__Aşağıdakileri tamamlayın__
a. Okuma metnindeki şu cümleyi İngilizceye çevirin: "İnsanların davranışlarına hükmeden fikirler ve duygular İslâm'î olduğunda, üzerlerine tatbik edilen nizâm da İslâm'î olursa, toplum İslâm'î bir toplum olur."
b. Aşağıdaki ifadeler okuma metniyle uyuşuyor mu? Her biri için evet ya da hayır deyin ve metinden belirleyici sözleri alıntılayın: (i) Toplum insanlardan, fikirlerden, duygulardan ve nizâmlardan oluşur. (ii) İnsanların çoğu Müslüman ise toplum her durumda İslâm'î bir toplum olur. (iii) Toplumun ıslâhı, toplumda egemen olan genel örfe ve onu tanzim eden nizâma göre ölçülür.
c. Okuma metnine göre bir toplumu oluşturan unsurların hepsini sıralayın.
-------- Okuma metni
Toplumun Himâyesinde Farzın Ehemmiyeti
Toplum, herhangi bir toplum, insanlardan, fikirlerden, duygulardan ve nizâmlardan müteşekkildir. İnsanların davranışlarına hükmeden fikirler ve duygular İslâm'î olduğunda, üzerlerine tatbik edilen nizâm da İslâm'î olursa, toplum İslâm'î bir toplum olur. Bütün insanlar Müslüman olurlar, fikirler veya duygular veya nizâmlar, gayri İslâm'î olurlarsa, bütün insanların veya ekserisinin Müslüman olmalarına rağmen toplum, gayri İslâm'î toplum olur.
Madem ki toplum, genel örf üzerine yani insanlar nezdindeki tek fikirler ve duygular üzerine ve toplumdaki insanların davranışını zapteden nizâm üzerine kuruludur, işleri de razı oldukları mefhumlar ve kanaatlerle yürütülürse, o zaman toplumun ıslâhı toplumda egemen olan genel örf ve onu tanzim eden nizâma göre kıyâslanır, deriz.
----------------
-------- Listelenen veriler
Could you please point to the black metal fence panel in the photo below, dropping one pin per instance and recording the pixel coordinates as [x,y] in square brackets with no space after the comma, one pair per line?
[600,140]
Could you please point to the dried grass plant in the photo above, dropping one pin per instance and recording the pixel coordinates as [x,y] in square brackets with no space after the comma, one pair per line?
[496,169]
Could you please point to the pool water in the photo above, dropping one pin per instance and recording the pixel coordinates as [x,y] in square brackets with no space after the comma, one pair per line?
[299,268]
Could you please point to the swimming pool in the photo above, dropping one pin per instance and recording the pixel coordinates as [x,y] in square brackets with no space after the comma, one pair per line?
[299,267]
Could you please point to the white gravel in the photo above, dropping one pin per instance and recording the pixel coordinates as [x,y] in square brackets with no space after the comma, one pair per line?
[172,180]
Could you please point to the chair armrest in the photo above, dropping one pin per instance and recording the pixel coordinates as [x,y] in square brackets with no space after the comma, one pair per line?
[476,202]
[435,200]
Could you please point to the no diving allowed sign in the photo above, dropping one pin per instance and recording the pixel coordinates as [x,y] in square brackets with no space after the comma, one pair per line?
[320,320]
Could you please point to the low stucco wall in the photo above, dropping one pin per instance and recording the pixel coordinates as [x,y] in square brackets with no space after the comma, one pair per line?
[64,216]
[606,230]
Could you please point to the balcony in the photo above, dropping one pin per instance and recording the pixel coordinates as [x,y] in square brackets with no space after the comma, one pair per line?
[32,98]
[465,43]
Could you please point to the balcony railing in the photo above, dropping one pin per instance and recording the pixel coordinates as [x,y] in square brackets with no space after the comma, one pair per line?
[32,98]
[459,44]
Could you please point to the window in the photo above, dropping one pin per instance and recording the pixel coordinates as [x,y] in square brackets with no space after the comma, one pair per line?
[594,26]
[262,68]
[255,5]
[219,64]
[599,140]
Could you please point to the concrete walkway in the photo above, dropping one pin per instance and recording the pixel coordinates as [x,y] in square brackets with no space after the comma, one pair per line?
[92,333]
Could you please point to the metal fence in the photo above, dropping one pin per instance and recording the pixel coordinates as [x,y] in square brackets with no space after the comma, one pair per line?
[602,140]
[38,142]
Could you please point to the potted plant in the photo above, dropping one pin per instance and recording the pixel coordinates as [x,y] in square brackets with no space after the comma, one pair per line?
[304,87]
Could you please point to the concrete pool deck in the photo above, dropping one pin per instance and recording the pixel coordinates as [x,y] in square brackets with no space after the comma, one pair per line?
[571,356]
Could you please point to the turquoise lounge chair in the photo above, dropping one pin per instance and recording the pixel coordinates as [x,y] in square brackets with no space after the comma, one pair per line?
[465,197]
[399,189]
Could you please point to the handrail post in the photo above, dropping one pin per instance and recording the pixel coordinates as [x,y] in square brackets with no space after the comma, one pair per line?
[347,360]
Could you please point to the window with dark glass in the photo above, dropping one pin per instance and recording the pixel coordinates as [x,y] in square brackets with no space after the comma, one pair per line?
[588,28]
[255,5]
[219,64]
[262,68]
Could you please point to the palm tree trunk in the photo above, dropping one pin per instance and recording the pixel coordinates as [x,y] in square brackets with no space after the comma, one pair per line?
----------------
__Sıralı sonuçlar__
a. When the ideas and feelings that govern people's behavior are Islamic, and the system applied to them is also Islamic, the society becomes an Islamic society.

b.
(i) Evet: "Toplum, herhangi bir toplum, insanlardan, fikirlerden, duygulardan ve nizâmlardan müteşekkildir."
(ii) Hayır: "bütün insanların veya ekserisinin Müslüman olmalarına rağmen toplum, gayri İslâm'î toplum olur"
(iii) Evet: "toplumun ıslâhı toplumda egemen olan genel örf ve onu tanzim eden nizâma göre kıyâslanır"

c. insanlar, fikirler, duygular, nizâmlar